> WHAT IS ASKED
Extract all records. Keep each one exact.
-- START DATA IN THIS EXERCISE --
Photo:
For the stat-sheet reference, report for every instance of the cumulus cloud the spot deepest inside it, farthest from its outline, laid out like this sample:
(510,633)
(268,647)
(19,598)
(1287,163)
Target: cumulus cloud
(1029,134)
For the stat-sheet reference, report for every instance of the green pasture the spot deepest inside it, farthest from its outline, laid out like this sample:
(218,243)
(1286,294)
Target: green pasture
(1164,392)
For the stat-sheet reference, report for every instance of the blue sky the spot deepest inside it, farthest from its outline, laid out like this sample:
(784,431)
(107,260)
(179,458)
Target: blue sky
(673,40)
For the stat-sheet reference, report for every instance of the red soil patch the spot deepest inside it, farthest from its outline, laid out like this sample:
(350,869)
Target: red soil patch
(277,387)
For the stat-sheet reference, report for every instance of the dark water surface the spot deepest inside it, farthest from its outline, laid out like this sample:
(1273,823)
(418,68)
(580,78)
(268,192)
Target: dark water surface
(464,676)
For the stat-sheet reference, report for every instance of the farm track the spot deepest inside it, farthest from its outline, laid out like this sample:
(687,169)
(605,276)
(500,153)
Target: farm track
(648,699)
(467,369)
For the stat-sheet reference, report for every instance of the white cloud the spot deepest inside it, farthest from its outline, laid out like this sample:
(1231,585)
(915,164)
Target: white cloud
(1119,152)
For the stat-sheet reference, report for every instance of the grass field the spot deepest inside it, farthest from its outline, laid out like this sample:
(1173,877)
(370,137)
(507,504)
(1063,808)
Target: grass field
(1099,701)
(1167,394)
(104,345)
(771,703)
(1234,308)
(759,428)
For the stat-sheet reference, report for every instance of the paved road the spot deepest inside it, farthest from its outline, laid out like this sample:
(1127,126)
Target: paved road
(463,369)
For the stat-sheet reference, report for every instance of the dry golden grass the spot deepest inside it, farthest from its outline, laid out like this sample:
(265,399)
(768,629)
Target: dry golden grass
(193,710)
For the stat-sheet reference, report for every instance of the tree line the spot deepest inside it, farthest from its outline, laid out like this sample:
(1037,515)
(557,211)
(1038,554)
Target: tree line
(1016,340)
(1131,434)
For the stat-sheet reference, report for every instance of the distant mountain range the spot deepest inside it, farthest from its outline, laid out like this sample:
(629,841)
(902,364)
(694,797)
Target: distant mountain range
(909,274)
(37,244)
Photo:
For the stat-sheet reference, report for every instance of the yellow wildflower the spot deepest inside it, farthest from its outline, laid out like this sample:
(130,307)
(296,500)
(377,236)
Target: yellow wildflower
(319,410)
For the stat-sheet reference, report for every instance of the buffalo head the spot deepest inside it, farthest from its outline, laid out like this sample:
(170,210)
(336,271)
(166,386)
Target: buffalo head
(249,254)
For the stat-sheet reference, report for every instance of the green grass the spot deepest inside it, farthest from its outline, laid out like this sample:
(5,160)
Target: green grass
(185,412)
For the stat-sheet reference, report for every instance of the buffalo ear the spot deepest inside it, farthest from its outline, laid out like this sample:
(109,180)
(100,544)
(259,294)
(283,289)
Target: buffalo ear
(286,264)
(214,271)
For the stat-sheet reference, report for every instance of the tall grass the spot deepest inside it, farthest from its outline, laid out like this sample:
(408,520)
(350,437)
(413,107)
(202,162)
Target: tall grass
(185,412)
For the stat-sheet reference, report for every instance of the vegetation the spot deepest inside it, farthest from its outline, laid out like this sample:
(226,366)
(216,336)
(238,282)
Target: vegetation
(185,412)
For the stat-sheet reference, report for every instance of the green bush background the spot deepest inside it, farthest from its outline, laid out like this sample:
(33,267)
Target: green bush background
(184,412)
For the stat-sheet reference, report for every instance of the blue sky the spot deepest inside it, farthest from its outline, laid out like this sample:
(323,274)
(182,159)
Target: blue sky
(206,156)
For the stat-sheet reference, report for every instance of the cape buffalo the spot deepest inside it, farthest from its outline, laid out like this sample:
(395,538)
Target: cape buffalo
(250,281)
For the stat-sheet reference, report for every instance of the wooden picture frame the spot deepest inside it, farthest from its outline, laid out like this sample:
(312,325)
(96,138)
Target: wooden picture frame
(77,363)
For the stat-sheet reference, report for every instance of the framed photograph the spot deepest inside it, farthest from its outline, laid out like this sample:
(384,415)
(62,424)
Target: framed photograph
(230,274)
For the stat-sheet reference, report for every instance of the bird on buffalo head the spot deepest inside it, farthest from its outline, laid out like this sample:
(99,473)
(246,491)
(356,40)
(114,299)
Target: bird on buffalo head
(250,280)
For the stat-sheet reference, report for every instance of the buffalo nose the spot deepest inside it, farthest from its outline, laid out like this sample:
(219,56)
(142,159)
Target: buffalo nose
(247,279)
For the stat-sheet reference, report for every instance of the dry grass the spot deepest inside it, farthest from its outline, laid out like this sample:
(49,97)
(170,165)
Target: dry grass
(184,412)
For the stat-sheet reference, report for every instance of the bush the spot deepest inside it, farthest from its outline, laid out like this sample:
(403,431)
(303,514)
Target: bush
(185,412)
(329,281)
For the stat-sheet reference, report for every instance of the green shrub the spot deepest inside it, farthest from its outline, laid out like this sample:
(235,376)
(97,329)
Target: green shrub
-- END DATA IN THIS EXERCISE --
> THE RESPONSE
Photo:
For the stat-sheet reference, report for every instance of the cumulus cloud the spot deepest inside it, farthest from its outline, laid out like this sample:
(510,633)
(268,647)
(19,598)
(1287,163)
Target: cumulus cloud
(1029,134)
For the stat-sheet reference, report for every instance of the green pasture the spot deepest inside it, farthest from its outline, laid out like this sample:
(218,243)
(1286,294)
Target: green pasture
(1164,392)
For the stat-sheet reference, report for every instance of the blue sky the spot deepest inside it, farthest from its outline, laid out like this sample:
(784,431)
(107,260)
(179,458)
Target: blue sky
(673,40)
For the stat-sheet reference, report for every instance of the red soil patch the spot deepest inside it, farthest from its outline, laid out like this sample:
(350,869)
Target: red soil patch
(277,387)
For the stat-sheet reference, report for every instance of the dark water surface the spot deepest inside it, farthest from its outline, laid out like this sample:
(1273,823)
(418,68)
(580,78)
(268,192)
Target: dark water surface
(464,676)
For the stat-sheet reference, report for every instance of the farm track the spot deepest inside it, farthest from its outline, laid out like this sample:
(687,169)
(605,276)
(500,153)
Target: farm track
(648,699)
(467,369)
For the stat-sheet reference, report for every instance of the white cloud the spot deepest inside it, farthest from its outline, laid out like this sample:
(1231,585)
(915,164)
Target: white cloud
(1119,152)
For the stat-sheet reference, report for every instance of the grass field the spot deepest inside it, farthest from its outline, laid out like this sample:
(1173,877)
(370,137)
(507,504)
(1063,808)
Target: grass field
(1099,701)
(1167,394)
(104,345)
(771,703)
(1234,308)
(759,428)
For the stat-sheet reference, report for every instance of the paved road the spot deepest inside it, farthest from its outline, laid out like this sample:
(1127,126)
Target: paved road
(463,369)
For the stat-sheet reference, report for every instance of the dry golden grass the spot deepest inside it, farthest from its outline, laid out like this sample:
(265,399)
(768,629)
Target: dry golden grass
(193,710)
For the stat-sheet reference, report for every instance of the tree line the spot deepest inside it, farthest from its outline, laid out like this sample:
(1037,515)
(557,211)
(1038,554)
Target: tree line
(1016,340)
(1131,434)
For the stat-sheet reference, report for every instance of the distant mountain range the spot deepest inside it, farthest from its outline, laid out like this sample:
(629,841)
(902,364)
(694,797)
Target: distant mountain range
(909,274)
(37,244)
Photo:
For the stat-sheet reference, report for every instance of the yellow wildflower the spot deepest inside it, farthest from its outline, laid out like this sample:
(130,307)
(296,500)
(377,236)
Target: yellow wildflower
(319,410)
For the stat-sheet reference, report for every instance of the buffalo head the spot deepest inside it, farthest from its outline, laid out like this sample:
(170,210)
(336,271)
(166,386)
Target: buffalo head
(249,254)
For the stat-sheet reference, report for every instance of the green grass the spot deepest inside it, farthest from its outline, laid out like this sample:
(5,160)
Target: green grass
(185,412)
For the stat-sheet reference, report for every instance of the buffalo ear the spot deepest inside it, farthest from its outline, laid out like this sample:
(109,180)
(100,544)
(259,294)
(283,289)
Target: buffalo ear
(286,264)
(214,271)
For the stat-sheet reference, report for every instance of the tall grass the spot deepest inside it, farthest from its outline, laid out like this sample:
(408,520)
(350,437)
(413,107)
(202,162)
Target: tall grass
(185,412)
For the stat-sheet reference, report for every instance of the vegetation the spot deepest inside it, farthest from its outline, laid out like this sample:
(226,366)
(216,336)
(238,282)
Target: vegetation
(185,412)
For the stat-sheet reference, report for every instance of the green bush background the spot deepest inside it, farthest from its outline, laid out like this sample:
(33,267)
Target: green bush background
(184,412)
For the stat-sheet reference, report for every instance of the blue sky the spot deepest inside it, farthest from its outline, laid out like this sample:
(323,274)
(182,159)
Target: blue sky
(206,156)
For the stat-sheet reference, report for every instance of the cape buffalo the spot deepest inside it, farthest from its outline, laid out like this sample:
(395,538)
Target: cape buffalo
(250,281)
For the stat-sheet reference, report for every instance of the wooden picture frame the spot deepest inside it, farthest from its outline, laid out like this sample:
(312,325)
(96,138)
Target: wooden picture frame
(77,363)
For the stat-sheet reference, report for every instance of the framed photograph the spot deepest inside it, farthest from its outline, laid out like this sample:
(384,415)
(62,424)
Target: framed photograph
(230,274)
For the stat-sheet reference, report for every instance of the bird on buffalo head the spot deepest inside it, farthest from its outline, laid out like this sample:
(99,473)
(246,491)
(356,40)
(114,299)
Target: bird on buffalo head
(250,280)
For the stat-sheet reference, report for every instance of the buffalo nose the spot deepest inside it, farthest from its outline, laid out like this sample:
(219,56)
(142,159)
Target: buffalo nose
(247,279)
For the stat-sheet reference, report for every instance of the dry grass the spot deepest inside it, farthest from its outline, laid out like this sample:
(49,97)
(170,165)
Target: dry grass
(184,412)
For the stat-sheet reference, report for every instance of the bush the spot deepest inside it, farthest from its outline, laid out like this sample:
(403,431)
(303,514)
Target: bush
(185,412)
(329,281)
For the stat-sheet reference, report for every instance of the green shrub the spot deepest inside it, farthest from its outline, laid out like this sample:
(235,376)
(97,329)
Target: green shrub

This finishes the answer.